DATASET RECORDS start

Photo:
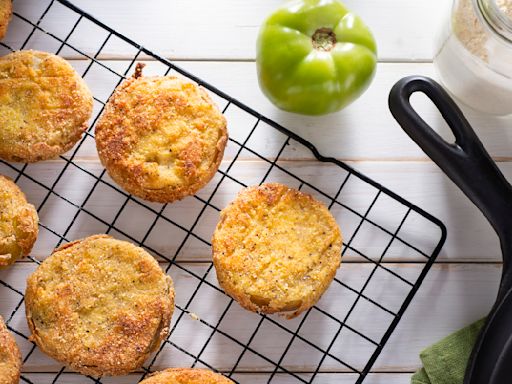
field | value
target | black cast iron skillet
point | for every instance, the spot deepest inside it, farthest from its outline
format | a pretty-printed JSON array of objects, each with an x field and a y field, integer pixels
[{"x": 468, "y": 165}]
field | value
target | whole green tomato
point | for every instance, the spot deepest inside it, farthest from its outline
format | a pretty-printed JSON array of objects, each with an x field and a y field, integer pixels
[{"x": 315, "y": 57}]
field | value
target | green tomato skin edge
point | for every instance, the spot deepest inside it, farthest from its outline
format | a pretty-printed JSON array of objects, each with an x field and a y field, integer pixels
[{"x": 299, "y": 77}]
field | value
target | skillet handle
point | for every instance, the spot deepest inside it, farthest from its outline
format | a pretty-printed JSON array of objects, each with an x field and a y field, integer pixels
[
  {"x": 466, "y": 161},
  {"x": 469, "y": 166}
]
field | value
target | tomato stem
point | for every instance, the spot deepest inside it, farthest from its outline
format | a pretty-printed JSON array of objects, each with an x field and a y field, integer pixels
[{"x": 324, "y": 39}]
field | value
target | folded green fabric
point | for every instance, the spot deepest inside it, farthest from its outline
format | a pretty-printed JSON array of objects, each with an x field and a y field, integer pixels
[{"x": 445, "y": 362}]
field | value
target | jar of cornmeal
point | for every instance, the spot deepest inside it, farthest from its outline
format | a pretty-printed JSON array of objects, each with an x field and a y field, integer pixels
[{"x": 474, "y": 54}]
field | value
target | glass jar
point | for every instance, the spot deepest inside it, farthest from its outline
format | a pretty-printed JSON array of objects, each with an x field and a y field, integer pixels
[{"x": 474, "y": 54}]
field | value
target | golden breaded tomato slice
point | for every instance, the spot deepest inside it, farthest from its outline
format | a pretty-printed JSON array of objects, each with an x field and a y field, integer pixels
[
  {"x": 18, "y": 223},
  {"x": 161, "y": 138},
  {"x": 5, "y": 16},
  {"x": 99, "y": 305},
  {"x": 276, "y": 249},
  {"x": 45, "y": 106},
  {"x": 186, "y": 376}
]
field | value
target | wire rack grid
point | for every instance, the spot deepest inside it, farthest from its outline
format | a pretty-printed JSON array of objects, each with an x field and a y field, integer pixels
[{"x": 333, "y": 336}]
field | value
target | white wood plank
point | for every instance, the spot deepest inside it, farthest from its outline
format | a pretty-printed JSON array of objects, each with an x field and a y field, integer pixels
[
  {"x": 470, "y": 237},
  {"x": 224, "y": 29},
  {"x": 451, "y": 297},
  {"x": 364, "y": 131}
]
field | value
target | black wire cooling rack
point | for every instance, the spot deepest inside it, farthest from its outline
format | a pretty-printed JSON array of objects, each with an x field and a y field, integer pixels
[{"x": 209, "y": 330}]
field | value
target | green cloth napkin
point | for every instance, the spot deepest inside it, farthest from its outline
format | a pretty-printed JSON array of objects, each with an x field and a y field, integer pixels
[{"x": 445, "y": 362}]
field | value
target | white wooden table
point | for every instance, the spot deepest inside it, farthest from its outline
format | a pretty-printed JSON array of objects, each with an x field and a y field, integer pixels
[{"x": 216, "y": 41}]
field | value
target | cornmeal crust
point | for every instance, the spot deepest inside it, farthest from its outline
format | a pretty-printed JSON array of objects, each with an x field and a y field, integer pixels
[
  {"x": 5, "y": 16},
  {"x": 18, "y": 223},
  {"x": 161, "y": 138},
  {"x": 44, "y": 106},
  {"x": 10, "y": 357},
  {"x": 186, "y": 376},
  {"x": 276, "y": 249},
  {"x": 99, "y": 305}
]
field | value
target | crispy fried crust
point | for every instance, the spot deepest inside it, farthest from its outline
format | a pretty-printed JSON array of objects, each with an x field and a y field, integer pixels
[
  {"x": 18, "y": 223},
  {"x": 276, "y": 249},
  {"x": 44, "y": 106},
  {"x": 10, "y": 357},
  {"x": 5, "y": 16},
  {"x": 161, "y": 138},
  {"x": 99, "y": 305},
  {"x": 186, "y": 376}
]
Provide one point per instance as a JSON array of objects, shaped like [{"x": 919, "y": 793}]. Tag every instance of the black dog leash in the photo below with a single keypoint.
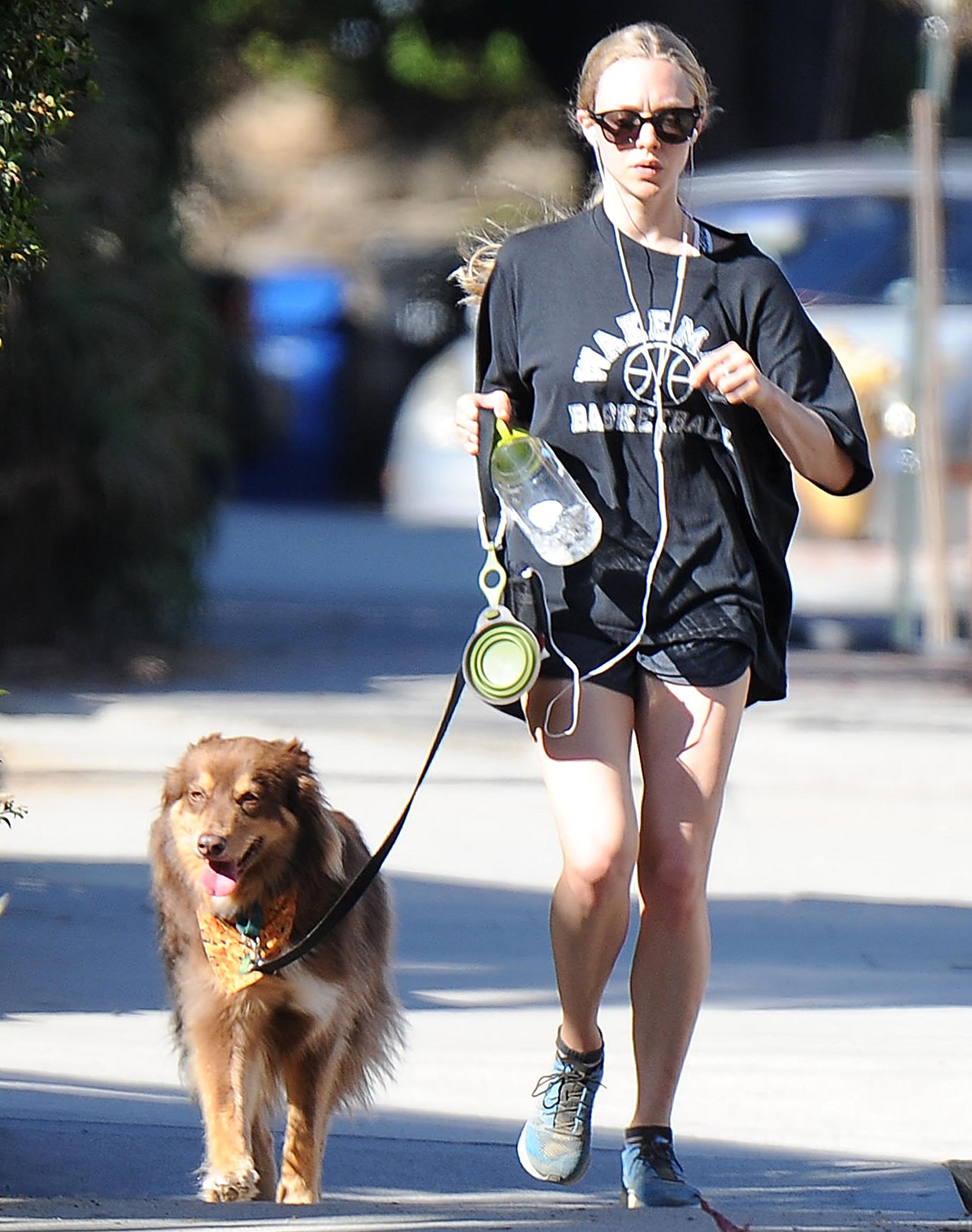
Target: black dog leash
[
  {"x": 353, "y": 892},
  {"x": 343, "y": 905}
]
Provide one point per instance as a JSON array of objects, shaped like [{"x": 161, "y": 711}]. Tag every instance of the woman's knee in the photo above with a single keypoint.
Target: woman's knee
[
  {"x": 673, "y": 890},
  {"x": 600, "y": 875}
]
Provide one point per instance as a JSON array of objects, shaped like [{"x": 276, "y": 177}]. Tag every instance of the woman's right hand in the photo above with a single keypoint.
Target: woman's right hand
[{"x": 467, "y": 416}]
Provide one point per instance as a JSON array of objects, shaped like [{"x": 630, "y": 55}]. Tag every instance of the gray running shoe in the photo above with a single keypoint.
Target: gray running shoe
[
  {"x": 555, "y": 1144},
  {"x": 651, "y": 1176}
]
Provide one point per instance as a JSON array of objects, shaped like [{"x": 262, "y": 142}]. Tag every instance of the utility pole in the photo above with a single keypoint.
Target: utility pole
[{"x": 927, "y": 107}]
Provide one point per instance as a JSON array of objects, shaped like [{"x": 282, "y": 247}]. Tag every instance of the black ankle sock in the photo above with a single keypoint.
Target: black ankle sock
[
  {"x": 579, "y": 1059},
  {"x": 648, "y": 1134}
]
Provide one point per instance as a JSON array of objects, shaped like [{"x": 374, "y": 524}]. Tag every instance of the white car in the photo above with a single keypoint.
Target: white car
[{"x": 838, "y": 221}]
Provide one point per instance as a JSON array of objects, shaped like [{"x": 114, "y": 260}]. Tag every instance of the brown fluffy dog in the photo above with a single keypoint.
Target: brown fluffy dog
[{"x": 245, "y": 856}]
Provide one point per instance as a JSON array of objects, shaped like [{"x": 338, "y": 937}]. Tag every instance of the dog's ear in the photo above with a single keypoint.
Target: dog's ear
[
  {"x": 174, "y": 785},
  {"x": 299, "y": 754},
  {"x": 307, "y": 802}
]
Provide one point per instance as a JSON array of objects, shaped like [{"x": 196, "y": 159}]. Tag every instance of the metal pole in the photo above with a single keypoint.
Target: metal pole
[{"x": 939, "y": 623}]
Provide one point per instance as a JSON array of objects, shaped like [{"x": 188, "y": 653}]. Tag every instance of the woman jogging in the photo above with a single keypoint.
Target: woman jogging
[{"x": 674, "y": 371}]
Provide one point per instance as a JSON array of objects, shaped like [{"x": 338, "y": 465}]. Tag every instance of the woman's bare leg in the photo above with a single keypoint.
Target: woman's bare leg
[
  {"x": 685, "y": 742},
  {"x": 588, "y": 778}
]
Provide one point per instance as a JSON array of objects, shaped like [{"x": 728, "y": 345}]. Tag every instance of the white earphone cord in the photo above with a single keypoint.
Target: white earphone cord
[{"x": 657, "y": 443}]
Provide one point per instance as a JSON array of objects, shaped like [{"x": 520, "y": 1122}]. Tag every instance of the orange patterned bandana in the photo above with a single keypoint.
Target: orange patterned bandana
[{"x": 233, "y": 945}]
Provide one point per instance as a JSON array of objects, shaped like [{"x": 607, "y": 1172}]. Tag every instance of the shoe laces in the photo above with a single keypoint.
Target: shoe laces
[
  {"x": 565, "y": 1092},
  {"x": 660, "y": 1155}
]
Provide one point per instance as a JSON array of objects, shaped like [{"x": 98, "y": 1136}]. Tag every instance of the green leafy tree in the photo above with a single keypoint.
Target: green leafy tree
[
  {"x": 112, "y": 434},
  {"x": 45, "y": 58}
]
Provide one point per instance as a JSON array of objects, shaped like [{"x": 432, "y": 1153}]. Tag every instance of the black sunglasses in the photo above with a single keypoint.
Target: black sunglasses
[{"x": 672, "y": 125}]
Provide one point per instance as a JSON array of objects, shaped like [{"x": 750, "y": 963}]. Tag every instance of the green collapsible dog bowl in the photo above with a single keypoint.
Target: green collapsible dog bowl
[{"x": 502, "y": 658}]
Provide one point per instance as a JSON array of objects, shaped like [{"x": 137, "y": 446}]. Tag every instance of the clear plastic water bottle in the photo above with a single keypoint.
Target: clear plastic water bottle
[{"x": 542, "y": 498}]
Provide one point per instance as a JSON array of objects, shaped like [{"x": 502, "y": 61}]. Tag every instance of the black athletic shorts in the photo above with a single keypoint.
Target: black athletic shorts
[{"x": 705, "y": 663}]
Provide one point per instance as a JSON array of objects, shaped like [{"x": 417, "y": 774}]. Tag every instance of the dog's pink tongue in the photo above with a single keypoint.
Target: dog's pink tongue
[{"x": 218, "y": 882}]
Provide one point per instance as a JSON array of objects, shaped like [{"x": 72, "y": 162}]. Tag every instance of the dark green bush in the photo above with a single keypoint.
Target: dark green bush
[{"x": 112, "y": 435}]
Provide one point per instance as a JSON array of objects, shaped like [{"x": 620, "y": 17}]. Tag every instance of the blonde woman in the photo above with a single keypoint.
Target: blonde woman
[{"x": 674, "y": 371}]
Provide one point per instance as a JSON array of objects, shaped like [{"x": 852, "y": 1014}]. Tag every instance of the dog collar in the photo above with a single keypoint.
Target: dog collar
[{"x": 233, "y": 945}]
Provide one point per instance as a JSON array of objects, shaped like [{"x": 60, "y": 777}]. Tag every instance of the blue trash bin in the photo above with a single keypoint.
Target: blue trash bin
[{"x": 299, "y": 344}]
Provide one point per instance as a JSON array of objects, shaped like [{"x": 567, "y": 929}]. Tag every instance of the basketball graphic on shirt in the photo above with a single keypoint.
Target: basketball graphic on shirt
[{"x": 653, "y": 365}]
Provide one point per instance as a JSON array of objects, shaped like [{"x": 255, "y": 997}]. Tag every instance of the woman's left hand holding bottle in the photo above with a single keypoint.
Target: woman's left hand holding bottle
[{"x": 467, "y": 416}]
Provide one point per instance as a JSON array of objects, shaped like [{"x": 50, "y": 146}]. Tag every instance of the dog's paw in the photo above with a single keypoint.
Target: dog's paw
[
  {"x": 242, "y": 1186},
  {"x": 297, "y": 1192}
]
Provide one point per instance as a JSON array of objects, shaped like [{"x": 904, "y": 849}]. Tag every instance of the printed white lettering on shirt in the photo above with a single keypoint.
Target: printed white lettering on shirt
[
  {"x": 626, "y": 417},
  {"x": 653, "y": 358}
]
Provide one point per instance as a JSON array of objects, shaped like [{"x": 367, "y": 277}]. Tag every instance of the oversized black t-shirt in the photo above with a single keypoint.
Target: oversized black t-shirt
[{"x": 559, "y": 332}]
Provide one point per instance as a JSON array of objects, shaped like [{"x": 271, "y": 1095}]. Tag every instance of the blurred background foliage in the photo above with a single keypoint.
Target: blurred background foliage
[
  {"x": 46, "y": 56},
  {"x": 112, "y": 433},
  {"x": 118, "y": 422}
]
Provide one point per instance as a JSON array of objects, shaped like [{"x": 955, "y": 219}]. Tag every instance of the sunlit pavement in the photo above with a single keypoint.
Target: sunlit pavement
[{"x": 829, "y": 1075}]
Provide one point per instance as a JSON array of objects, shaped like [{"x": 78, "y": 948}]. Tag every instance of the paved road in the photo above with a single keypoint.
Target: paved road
[{"x": 829, "y": 1075}]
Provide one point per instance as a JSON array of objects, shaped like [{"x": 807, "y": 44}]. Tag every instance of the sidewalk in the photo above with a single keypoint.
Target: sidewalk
[{"x": 829, "y": 1074}]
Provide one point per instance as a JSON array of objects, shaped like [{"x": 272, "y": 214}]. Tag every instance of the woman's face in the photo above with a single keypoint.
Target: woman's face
[{"x": 646, "y": 168}]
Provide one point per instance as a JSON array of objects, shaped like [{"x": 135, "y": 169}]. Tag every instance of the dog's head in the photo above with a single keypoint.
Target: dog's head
[{"x": 243, "y": 813}]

DATASET RECORDS end

[PROBLEM DETAILS] Exactly and only the lines from the one containing "of the paved" through the end of the material are to be reproduced, both ends included.

[FINISHED EXERCISE]
Provide one point per instance as a JSON array of objects, shaped like [{"x": 78, "y": 948}]. Tag every instance of the paved road in the photo above with a single keypoint.
Target: paved road
[{"x": 829, "y": 1075}]
Provide one point per instance as a JSON array of objects, shaped like [{"x": 807, "y": 44}]. Tag every instance of the sidewalk in the photo above with a single keypoint.
Target: sidewalk
[{"x": 829, "y": 1074}]
Provide one point per instance as a JSON array of objects, shaped like [{"x": 272, "y": 214}]. Tag every instance of the woman's face in the photo above with a single keypoint.
Target: woman's face
[{"x": 646, "y": 168}]
Provide one point per instance as a JSON array of objects, shaped like [{"x": 135, "y": 169}]. Tag every instance of the dog's head in the photo above with a single keypoint.
Target: dog's head
[{"x": 243, "y": 813}]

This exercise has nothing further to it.